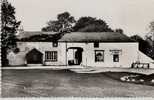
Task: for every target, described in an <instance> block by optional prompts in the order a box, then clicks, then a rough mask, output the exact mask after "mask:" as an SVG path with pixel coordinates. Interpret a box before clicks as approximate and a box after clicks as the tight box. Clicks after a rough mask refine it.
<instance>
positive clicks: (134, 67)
mask: <svg viewBox="0 0 154 100" xmlns="http://www.w3.org/2000/svg"><path fill="white" fill-rule="evenodd" d="M131 68H148V69H149V68H150V64H149V63H132V65H131Z"/></svg>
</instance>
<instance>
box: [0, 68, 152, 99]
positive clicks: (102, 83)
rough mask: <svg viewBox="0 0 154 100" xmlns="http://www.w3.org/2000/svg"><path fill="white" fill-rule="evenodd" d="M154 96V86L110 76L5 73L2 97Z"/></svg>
mask: <svg viewBox="0 0 154 100" xmlns="http://www.w3.org/2000/svg"><path fill="white" fill-rule="evenodd" d="M119 74H120V73H119ZM57 96H58V97H72V96H74V97H154V87H153V86H147V85H139V84H133V83H124V82H121V81H118V80H116V79H112V78H111V77H109V76H108V75H107V73H97V74H96V73H95V74H94V73H93V74H88V73H87V74H84V73H74V72H71V71H69V70H49V69H48V70H43V69H41V70H39V69H35V70H32V69H30V70H19V69H18V70H9V69H5V70H2V97H57Z"/></svg>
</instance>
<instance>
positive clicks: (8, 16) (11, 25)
mask: <svg viewBox="0 0 154 100" xmlns="http://www.w3.org/2000/svg"><path fill="white" fill-rule="evenodd" d="M1 20H2V24H1V32H2V34H1V41H2V46H1V52H2V66H5V65H6V64H7V57H6V56H7V51H8V50H9V49H15V48H16V40H17V39H16V36H15V34H16V32H17V28H18V27H19V25H20V23H21V22H20V21H17V20H16V17H15V8H14V7H13V6H12V5H11V3H8V1H7V0H4V1H3V2H2V4H1Z"/></svg>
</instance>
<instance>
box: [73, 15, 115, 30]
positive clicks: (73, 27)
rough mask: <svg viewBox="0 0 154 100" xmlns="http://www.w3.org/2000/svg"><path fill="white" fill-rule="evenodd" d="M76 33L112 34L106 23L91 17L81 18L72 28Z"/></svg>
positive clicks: (110, 28) (79, 18)
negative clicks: (103, 33)
mask: <svg viewBox="0 0 154 100" xmlns="http://www.w3.org/2000/svg"><path fill="white" fill-rule="evenodd" d="M73 29H74V31H78V32H112V31H113V30H112V29H111V28H109V26H108V25H107V23H106V22H105V21H103V20H101V19H96V18H93V17H81V18H79V20H78V21H77V22H76V24H75V26H74V27H73Z"/></svg>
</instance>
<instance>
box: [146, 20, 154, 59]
mask: <svg viewBox="0 0 154 100" xmlns="http://www.w3.org/2000/svg"><path fill="white" fill-rule="evenodd" d="M149 29H150V31H149V32H148V33H147V34H146V36H145V39H146V41H147V42H148V43H149V44H150V46H151V49H150V50H149V51H150V52H149V55H150V56H151V57H152V58H153V59H154V21H152V22H150V24H149Z"/></svg>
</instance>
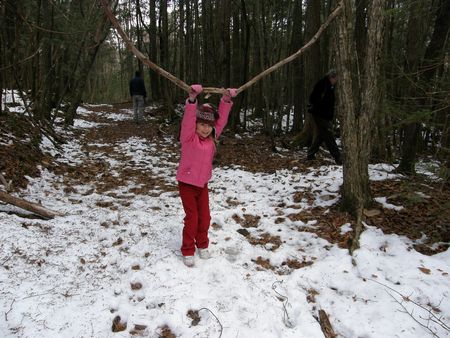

• Problem
Identify every line of the data above that contains the word "positive", treating uppercase and lowercase letters as distinct, and reproduce each such line in full.

• Output for this task
positive clicks: (134, 67)
positive clicks: (102, 83)
positive clicks: (8, 16) (11, 25)
positive clicks: (73, 27)
positive clicks: (110, 28) (79, 18)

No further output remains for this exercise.